## Exercise instructions
Reproduce the lines below verbatim, starting with the first one and ending after the line containing "<point>1525,23</point>". Include both ends, and omit the pictures.

## Exercise material
|---|

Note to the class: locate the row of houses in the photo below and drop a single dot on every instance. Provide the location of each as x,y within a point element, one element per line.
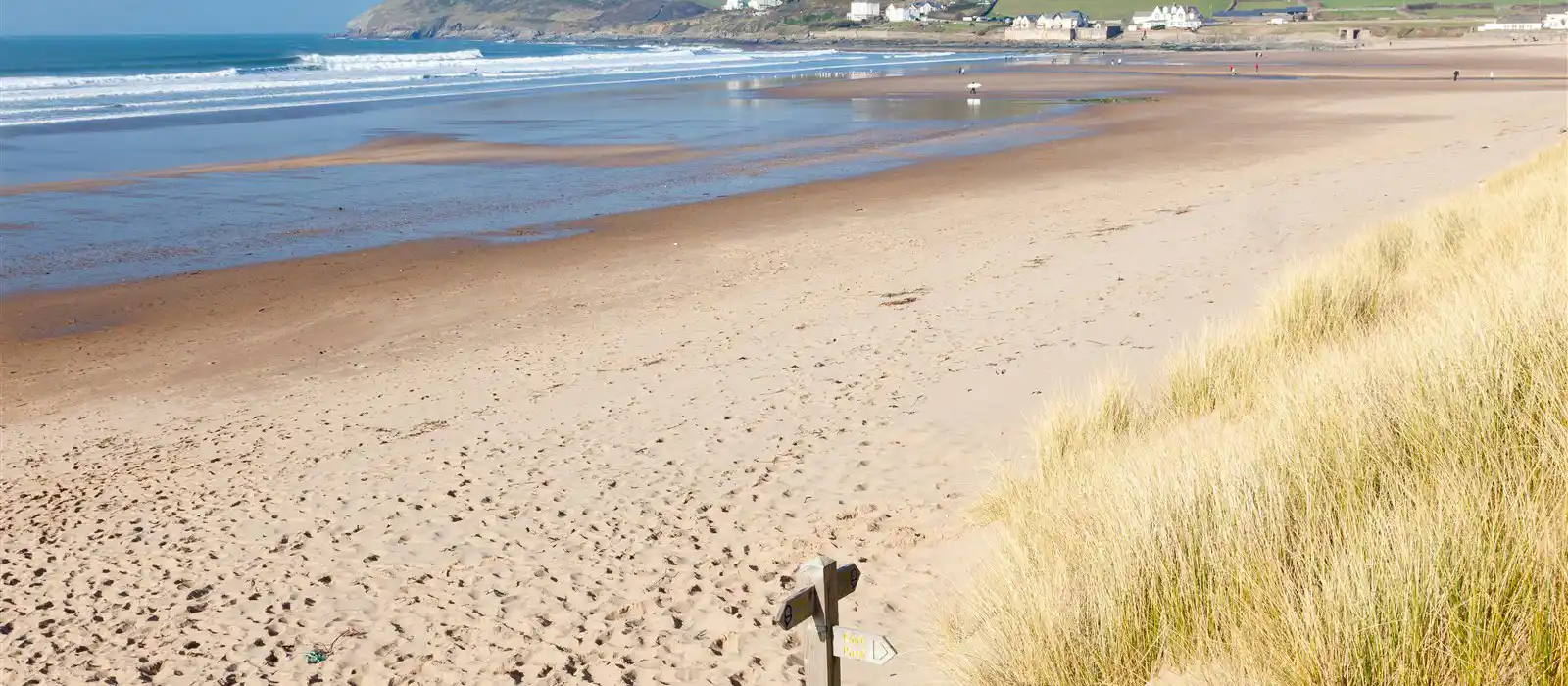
<point>861,11</point>
<point>1058,21</point>
<point>1168,16</point>
<point>1525,23</point>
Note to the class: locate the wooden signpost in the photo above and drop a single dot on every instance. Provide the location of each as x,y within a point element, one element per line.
<point>823,584</point>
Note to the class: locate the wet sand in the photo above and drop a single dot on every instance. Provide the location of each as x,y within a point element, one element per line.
<point>598,460</point>
<point>396,151</point>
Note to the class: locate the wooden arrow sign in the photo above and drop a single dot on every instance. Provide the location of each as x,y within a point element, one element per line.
<point>802,605</point>
<point>866,647</point>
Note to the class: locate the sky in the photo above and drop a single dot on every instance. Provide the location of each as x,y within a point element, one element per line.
<point>71,18</point>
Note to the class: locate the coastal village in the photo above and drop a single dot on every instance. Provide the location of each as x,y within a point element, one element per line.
<point>1073,25</point>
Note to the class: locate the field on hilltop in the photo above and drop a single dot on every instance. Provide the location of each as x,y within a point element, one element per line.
<point>1363,484</point>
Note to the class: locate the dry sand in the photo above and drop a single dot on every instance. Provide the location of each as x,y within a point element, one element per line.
<point>598,460</point>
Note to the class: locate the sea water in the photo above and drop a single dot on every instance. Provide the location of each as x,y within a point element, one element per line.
<point>75,109</point>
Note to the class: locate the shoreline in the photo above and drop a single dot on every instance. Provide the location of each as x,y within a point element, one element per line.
<point>601,458</point>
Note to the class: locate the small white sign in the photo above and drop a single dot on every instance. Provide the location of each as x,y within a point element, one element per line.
<point>855,644</point>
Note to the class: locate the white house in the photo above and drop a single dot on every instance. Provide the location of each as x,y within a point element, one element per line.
<point>861,11</point>
<point>906,13</point>
<point>1071,19</point>
<point>1510,26</point>
<point>1168,16</point>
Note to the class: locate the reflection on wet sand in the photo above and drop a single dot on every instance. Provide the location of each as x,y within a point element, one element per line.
<point>397,151</point>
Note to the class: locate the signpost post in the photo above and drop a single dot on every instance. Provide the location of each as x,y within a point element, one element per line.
<point>823,584</point>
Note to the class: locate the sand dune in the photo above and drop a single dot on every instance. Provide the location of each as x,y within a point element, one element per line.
<point>600,460</point>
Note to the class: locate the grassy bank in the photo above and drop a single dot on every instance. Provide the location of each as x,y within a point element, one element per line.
<point>1366,483</point>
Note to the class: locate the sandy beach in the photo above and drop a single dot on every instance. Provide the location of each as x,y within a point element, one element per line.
<point>600,460</point>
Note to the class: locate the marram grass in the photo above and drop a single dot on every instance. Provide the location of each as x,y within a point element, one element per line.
<point>1366,483</point>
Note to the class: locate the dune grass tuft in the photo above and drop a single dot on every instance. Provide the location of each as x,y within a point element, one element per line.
<point>1363,484</point>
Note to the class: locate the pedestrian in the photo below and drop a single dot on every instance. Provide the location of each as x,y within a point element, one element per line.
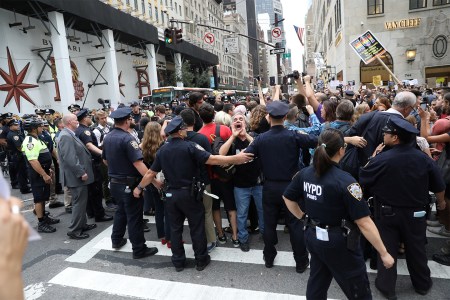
<point>400,207</point>
<point>278,150</point>
<point>123,157</point>
<point>76,174</point>
<point>179,161</point>
<point>334,205</point>
<point>39,161</point>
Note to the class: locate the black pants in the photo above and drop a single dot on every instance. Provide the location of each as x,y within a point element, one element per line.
<point>128,214</point>
<point>403,227</point>
<point>273,204</point>
<point>331,259</point>
<point>182,205</point>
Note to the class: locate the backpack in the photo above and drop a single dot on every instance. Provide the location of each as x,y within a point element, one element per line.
<point>225,173</point>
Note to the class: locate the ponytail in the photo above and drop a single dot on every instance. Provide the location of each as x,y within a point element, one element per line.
<point>330,142</point>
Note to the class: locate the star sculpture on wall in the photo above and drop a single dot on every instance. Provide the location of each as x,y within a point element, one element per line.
<point>14,83</point>
<point>121,84</point>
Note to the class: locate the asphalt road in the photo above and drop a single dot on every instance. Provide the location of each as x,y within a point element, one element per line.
<point>57,267</point>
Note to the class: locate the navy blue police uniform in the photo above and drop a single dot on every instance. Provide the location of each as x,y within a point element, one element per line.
<point>179,160</point>
<point>399,207</point>
<point>121,150</point>
<point>94,206</point>
<point>327,200</point>
<point>278,150</point>
<point>15,140</point>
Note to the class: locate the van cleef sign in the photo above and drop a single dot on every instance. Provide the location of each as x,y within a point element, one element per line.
<point>406,23</point>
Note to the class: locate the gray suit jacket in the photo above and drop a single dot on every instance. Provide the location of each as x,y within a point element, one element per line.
<point>74,160</point>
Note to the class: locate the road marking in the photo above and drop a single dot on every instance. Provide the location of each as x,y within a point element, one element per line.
<point>146,288</point>
<point>88,251</point>
<point>254,256</point>
<point>151,220</point>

|---|

## Result of this task
Note to the class: locate the row of houses in the photo below and drop a single dot on every instance. Provide the location of each as x,y within a point element, one element per line.
<point>861,11</point>
<point>1058,21</point>
<point>1168,16</point>
<point>1525,23</point>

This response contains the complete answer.